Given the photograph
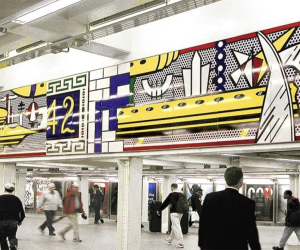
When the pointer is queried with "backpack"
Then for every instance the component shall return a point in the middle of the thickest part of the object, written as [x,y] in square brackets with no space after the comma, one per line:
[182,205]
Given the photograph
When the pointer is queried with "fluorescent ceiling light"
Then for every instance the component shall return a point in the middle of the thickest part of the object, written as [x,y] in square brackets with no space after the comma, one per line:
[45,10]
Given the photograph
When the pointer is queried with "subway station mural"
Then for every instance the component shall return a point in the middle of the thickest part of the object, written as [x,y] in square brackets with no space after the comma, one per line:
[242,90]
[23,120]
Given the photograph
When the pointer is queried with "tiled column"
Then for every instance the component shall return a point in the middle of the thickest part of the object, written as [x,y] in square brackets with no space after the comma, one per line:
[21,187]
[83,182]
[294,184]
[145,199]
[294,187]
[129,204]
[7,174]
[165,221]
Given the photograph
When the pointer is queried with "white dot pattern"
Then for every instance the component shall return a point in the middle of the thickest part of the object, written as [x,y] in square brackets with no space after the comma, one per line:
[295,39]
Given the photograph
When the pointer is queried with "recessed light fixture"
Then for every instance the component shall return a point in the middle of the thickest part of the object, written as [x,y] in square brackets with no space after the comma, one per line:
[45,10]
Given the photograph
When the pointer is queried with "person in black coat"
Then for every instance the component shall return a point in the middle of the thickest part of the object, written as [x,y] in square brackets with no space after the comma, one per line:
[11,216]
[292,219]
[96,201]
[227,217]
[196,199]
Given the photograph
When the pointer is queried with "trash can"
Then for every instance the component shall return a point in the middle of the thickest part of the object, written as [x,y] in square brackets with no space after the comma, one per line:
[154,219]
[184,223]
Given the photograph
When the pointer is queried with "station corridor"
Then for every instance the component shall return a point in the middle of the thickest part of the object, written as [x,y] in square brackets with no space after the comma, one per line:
——
Job →
Repeat the listing verbatim. Skip the pictures.

Full answer →
Given the photograph
When the pointer is queried with "backpack"
Then for every instance the component shall return a point in the middle of the thickest part of the object, written as [x,y] in square brackets with no space after the comma, one per line:
[182,205]
Given the photograph
When the pointer is queried with "fluorescent ceiling light"
Then for every instance the component shall return a point in the middle of the thickest part of the object, written as [x,y] in square brackets with no space after the comma, one per line:
[45,10]
Given the photograph
When the pointer is queried with "subway station mural"
Then for every instance the component shall return a point in the middle of the thickest part of the object, written as [x,y] in square brackets with no space after the comma, one per line:
[242,90]
[23,120]
Given the photograph
When the pointer is queried with "tiled column"
Then for every instance the component shall return a point in the middle of the thickest part of the object, written as [x,y] in square brackets with no space after the comma, one per line:
[21,187]
[83,182]
[294,184]
[145,199]
[294,187]
[129,204]
[7,174]
[165,221]
Given the photograph
When the pointer is queried with "white dot pattern"
Then for every instance the component shall return a point in the middle of the thickest part of the object, written as [x,y] in square brackets with no space after the comma, one per line:
[295,39]
Given the photograph
When the pointer is queried with "recessed light fixture"
Then for every instance the component shall return a point in the middle of the thickest part of the object, written as [x,y] in square brackets with no space after the comma, one per line:
[45,10]
Given the photograph
When the pointer is queried with "person in black coat"
Then for every instance the component shall return a point in the middle of the thickest part of the object, written as [x,y] in square brackets with no space after the comma, one per line:
[11,216]
[292,219]
[96,201]
[227,217]
[196,199]
Given the photograph
When the pointer is queried with "trash can"
Then for every instance the component shall return a point in the middle of the thickest part of the object, written as [x,y] in square brackets with no space after the comma, one per line:
[154,219]
[184,223]
Given the photograph
When the pointer is queried with "station corridor"
Then for every instance the component shall return a point in the middle of the thickest part of the object, written as [x,y] in square brackets with no space after the comma, one per line:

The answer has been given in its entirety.